▶ Page text
○ ○ ○
It is apparently completely appropriate for a marching band to wander the streets at any given time of day or night. In fact, one passes my house every night around midnight and again at about 5am. I am unsure exactly when I am supposed to sleep. Am I missing something key here?

I feel so much more comfortable in my community. This place is home. They are still getting used to me, as the only gringa in existence, and shout greetings from afar. Only now I enjoy shouting greetings back. They are my friends, or will be whether they like it or not. Sometimes I just want to shout back, “No, I am not getting married soon, to you or your brother,” just to nip the most asked question in the bud. Maybe I could wear a sign.

I just drank some tea I got in a package from my grandmother in the states (Thanks, Grandma!) and it was SO strong. Wow, flavorville, I didn't realize the stuff here was so weak. It was also my first caffeine in weeks, as I am completely off of most everything that is any fun, and I think I will probably be up all night. I mean, look, I am writing a damn blog again.
○ ○ ○
Natural-language object grounding data:

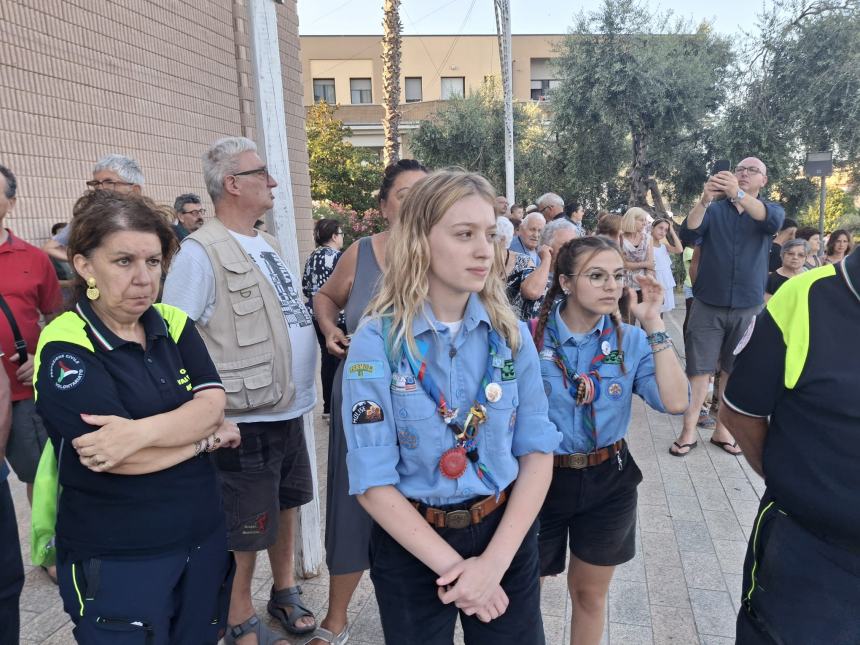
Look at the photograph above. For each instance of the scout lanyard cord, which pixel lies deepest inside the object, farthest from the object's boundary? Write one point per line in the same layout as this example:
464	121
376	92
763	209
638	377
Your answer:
583	388
465	432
○ ○ ○
▶ Actions to take
1. In the blog post, at what times of night does the marching band pass the writer's house?
2. Carry on the blog post about settling into the community, picking up after its last sentence.
These entries have no connection to the blog post.

▶ Responses by item number
1. Every night around midnight and again at about 5am.

2.
My town party has begun. First, I was asked to lead the parade, helping carry the banner that announced the beginning of the festival. Later, I was given a festival brochure, complete with a schedule of events and tons of pictures. I open it up to find, in the center, a listing of people involved in the organization. There, right in the middle, in big ol' capital letters, it says in Spanish, “And With Special Guests: Courtney Anglin and Ashley Sansotta.” Apparently just being two gringas in the middle of nowhere makes us the special guests of the whole damn town party. I have also made a lot of new friends, including mountains of random people who speak some English. A lot of my new friends are only here for the week, however.

I just got back from a bullfight. It was the most beautiful, terrible, suspenseful, insane, awesome, awful thing I have ever seen. There sure is a lot of blood. Also, one of the bulls battled a horse, knocking it down along with the gate, getting to the outer ring amidst tons of gasping and screaming. There were periods when I was unable to talk. I wanted to cry and throw up and laugh hysterically. I am still shaking, trying to eat dinner and type.

My whole family is out of town this week. They took my mother to town to send her off to Japan for a month and the rest of the family is just visiting relatives in Chiclayo. Ash and Mark came to visit for the fair, as we have tons of artisan booths. We have been cooking up a storm of American food and just hanging out at the house. It is so nice, like we are real adults with our own place again.

I was out making new friends and dancing until about 3am last night, so I am thinking bed before seven. Is that pathetic? I almost always go to bed absurdly early here.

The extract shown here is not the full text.